• Exercise aim: Wherever the word "marker" occurs in the listing, copy the whole line.

• The input:
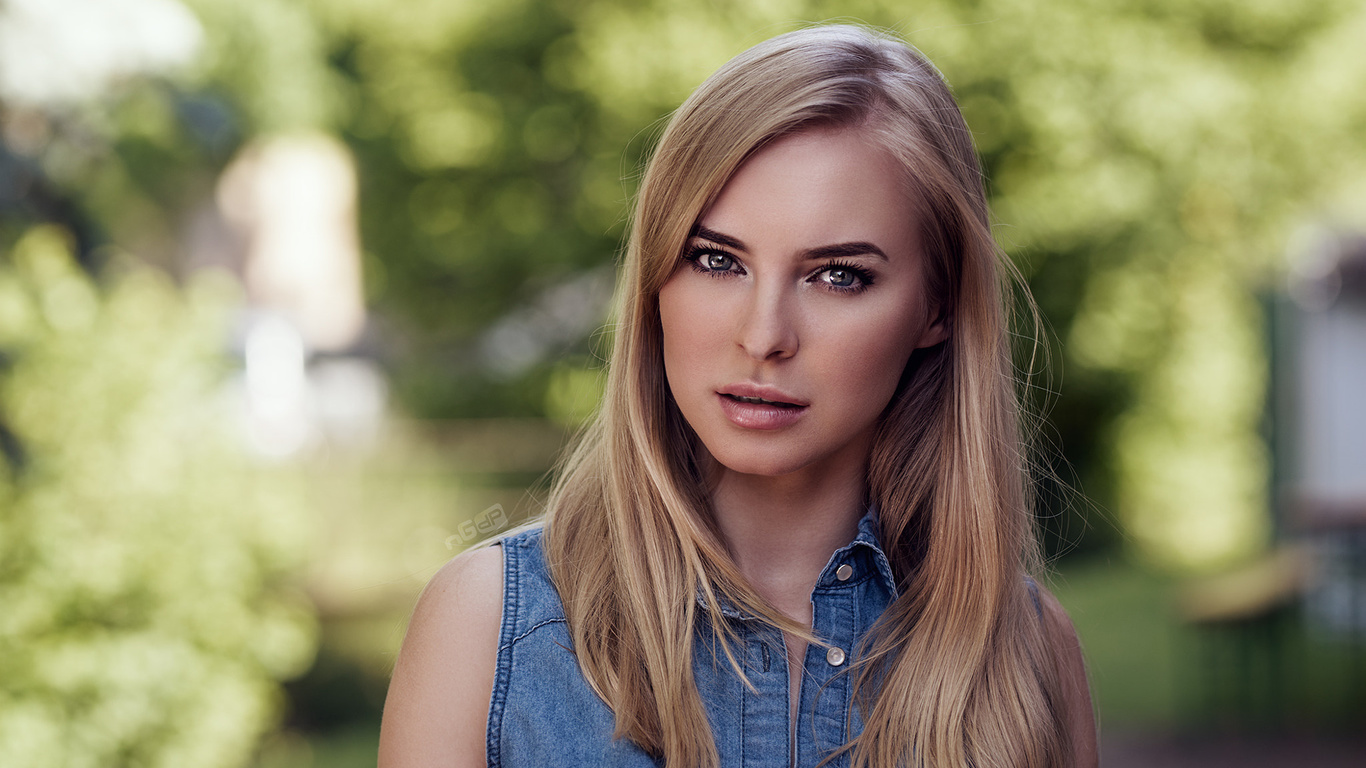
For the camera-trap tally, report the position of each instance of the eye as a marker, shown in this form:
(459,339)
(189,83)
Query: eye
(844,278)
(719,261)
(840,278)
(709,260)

--

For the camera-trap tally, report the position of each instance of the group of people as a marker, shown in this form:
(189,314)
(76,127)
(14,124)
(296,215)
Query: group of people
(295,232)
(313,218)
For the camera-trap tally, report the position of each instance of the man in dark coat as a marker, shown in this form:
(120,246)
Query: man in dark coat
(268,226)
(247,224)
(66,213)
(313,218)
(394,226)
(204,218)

• Reply to the task:
For the camera-trap tally, report the position of each instance of the eye as a marker, shown in this form:
For the camera-trap tally, report the position of each instance of the group of people as a marker, shown in this form:
For the camera-trap tally, report the position of each instance of the man in dark coat as a marker, shown in this form:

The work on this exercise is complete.